• [WHAT TO PRODUCE]:
Copy out every line of the listing below word for word, changing nothing.

--

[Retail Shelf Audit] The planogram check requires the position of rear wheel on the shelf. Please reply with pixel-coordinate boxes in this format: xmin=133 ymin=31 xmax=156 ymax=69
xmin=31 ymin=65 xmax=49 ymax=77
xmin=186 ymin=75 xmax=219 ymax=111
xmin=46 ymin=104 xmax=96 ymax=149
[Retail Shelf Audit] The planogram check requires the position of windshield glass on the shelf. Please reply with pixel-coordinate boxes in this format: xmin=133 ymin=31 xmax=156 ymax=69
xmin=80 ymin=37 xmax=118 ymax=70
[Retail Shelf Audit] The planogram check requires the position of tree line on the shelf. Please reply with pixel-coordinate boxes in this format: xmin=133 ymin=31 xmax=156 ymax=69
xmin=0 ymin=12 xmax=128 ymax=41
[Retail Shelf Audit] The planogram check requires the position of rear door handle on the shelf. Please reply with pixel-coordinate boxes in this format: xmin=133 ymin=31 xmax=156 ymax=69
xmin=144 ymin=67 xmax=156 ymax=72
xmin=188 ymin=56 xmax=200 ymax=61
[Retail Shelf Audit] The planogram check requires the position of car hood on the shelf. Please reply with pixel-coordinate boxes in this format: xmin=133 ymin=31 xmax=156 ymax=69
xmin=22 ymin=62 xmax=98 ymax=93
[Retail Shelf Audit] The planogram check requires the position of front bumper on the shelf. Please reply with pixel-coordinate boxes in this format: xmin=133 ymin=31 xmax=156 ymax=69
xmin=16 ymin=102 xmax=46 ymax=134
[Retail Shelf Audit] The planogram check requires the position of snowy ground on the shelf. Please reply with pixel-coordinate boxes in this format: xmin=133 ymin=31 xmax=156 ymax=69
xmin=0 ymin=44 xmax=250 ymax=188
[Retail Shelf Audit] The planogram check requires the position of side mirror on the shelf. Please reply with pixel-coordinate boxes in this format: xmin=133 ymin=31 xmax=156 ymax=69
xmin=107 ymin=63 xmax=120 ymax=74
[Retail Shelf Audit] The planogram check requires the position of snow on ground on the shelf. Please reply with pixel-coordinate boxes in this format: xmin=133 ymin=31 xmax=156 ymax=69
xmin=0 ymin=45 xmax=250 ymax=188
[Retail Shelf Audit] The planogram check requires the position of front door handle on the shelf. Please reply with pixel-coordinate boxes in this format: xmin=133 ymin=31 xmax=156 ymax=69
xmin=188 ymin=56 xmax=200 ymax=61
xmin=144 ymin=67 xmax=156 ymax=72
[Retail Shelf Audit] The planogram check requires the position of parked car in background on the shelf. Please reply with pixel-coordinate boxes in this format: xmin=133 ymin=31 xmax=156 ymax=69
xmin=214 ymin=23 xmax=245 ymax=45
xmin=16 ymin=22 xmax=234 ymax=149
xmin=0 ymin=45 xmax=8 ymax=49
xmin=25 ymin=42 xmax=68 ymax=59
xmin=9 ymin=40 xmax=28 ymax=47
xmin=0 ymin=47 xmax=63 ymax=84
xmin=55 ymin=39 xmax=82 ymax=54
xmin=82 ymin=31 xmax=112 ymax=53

--

• [ANSWER FOR THIS EXERCISE]:
[Retail Shelf Audit] The planogram check requires the position of rear wheel on the shelf. Please reply with pixel-coordinate boxes in this format: xmin=133 ymin=31 xmax=156 ymax=69
xmin=31 ymin=65 xmax=49 ymax=77
xmin=186 ymin=75 xmax=219 ymax=111
xmin=46 ymin=104 xmax=96 ymax=149
[Retail Shelf Audit] The planogram check requires the position of windshield glass on the shelf. Please reply with pixel-coordinate boxes in this format: xmin=133 ymin=31 xmax=156 ymax=69
xmin=80 ymin=37 xmax=118 ymax=70
[Retail Shelf Audit] The planogram check requires the position of tree line on the shelf. Please reply with pixel-coordinate boxes in this format: xmin=133 ymin=31 xmax=156 ymax=69
xmin=0 ymin=12 xmax=128 ymax=41
[Retail Shelf Audit] The planogram check requires the position of rear door handle on the shelf. Please reply with pixel-coordinate boxes in this format: xmin=133 ymin=31 xmax=156 ymax=69
xmin=144 ymin=67 xmax=156 ymax=72
xmin=188 ymin=56 xmax=200 ymax=61
[Retail Shelf Audit] The planogram check requires the position of car hood on the shelf. Please reply with pixel-coordinate boxes in this format: xmin=133 ymin=31 xmax=156 ymax=69
xmin=22 ymin=62 xmax=98 ymax=93
[Retail Shelf Audit] The planogram check requires the position of front bumper on the shelf. Please reply with pixel-coordinate boxes in this format: xmin=133 ymin=31 xmax=156 ymax=69
xmin=16 ymin=102 xmax=46 ymax=134
[Retail Shelf Audit] The planogram check requires the position of snowy ground on the shelf. Please reply with pixel-coordinate boxes in this format: xmin=133 ymin=31 xmax=156 ymax=69
xmin=0 ymin=44 xmax=250 ymax=188
[Retail Shelf Audit] The planogram check requires the position of side mirror on the shelf. Please reply with pixel-coordinate boxes in this format: xmin=133 ymin=31 xmax=156 ymax=69
xmin=107 ymin=63 xmax=120 ymax=74
[Retail Shelf Audit] The planogram check requires the position of snow on ground on the shelf. Please reply with pixel-coordinate boxes in this format: xmin=133 ymin=31 xmax=156 ymax=69
xmin=0 ymin=45 xmax=250 ymax=188
[Retail Shelf Audit] The planogram check requires the position of front door handle on the shelf. Please reply with pixel-coordinate boxes in this format: xmin=133 ymin=31 xmax=156 ymax=69
xmin=188 ymin=56 xmax=200 ymax=61
xmin=144 ymin=67 xmax=156 ymax=72
[Retail Shelf Audit] The planogram check requires the position of parked car in background on the shelf. Please reply with pixel-coordinate boxes in this format: xmin=133 ymin=31 xmax=156 ymax=69
xmin=214 ymin=23 xmax=245 ymax=45
xmin=16 ymin=22 xmax=234 ymax=149
xmin=0 ymin=45 xmax=8 ymax=49
xmin=25 ymin=42 xmax=68 ymax=59
xmin=9 ymin=40 xmax=28 ymax=47
xmin=0 ymin=47 xmax=63 ymax=84
xmin=55 ymin=39 xmax=82 ymax=54
xmin=82 ymin=31 xmax=112 ymax=53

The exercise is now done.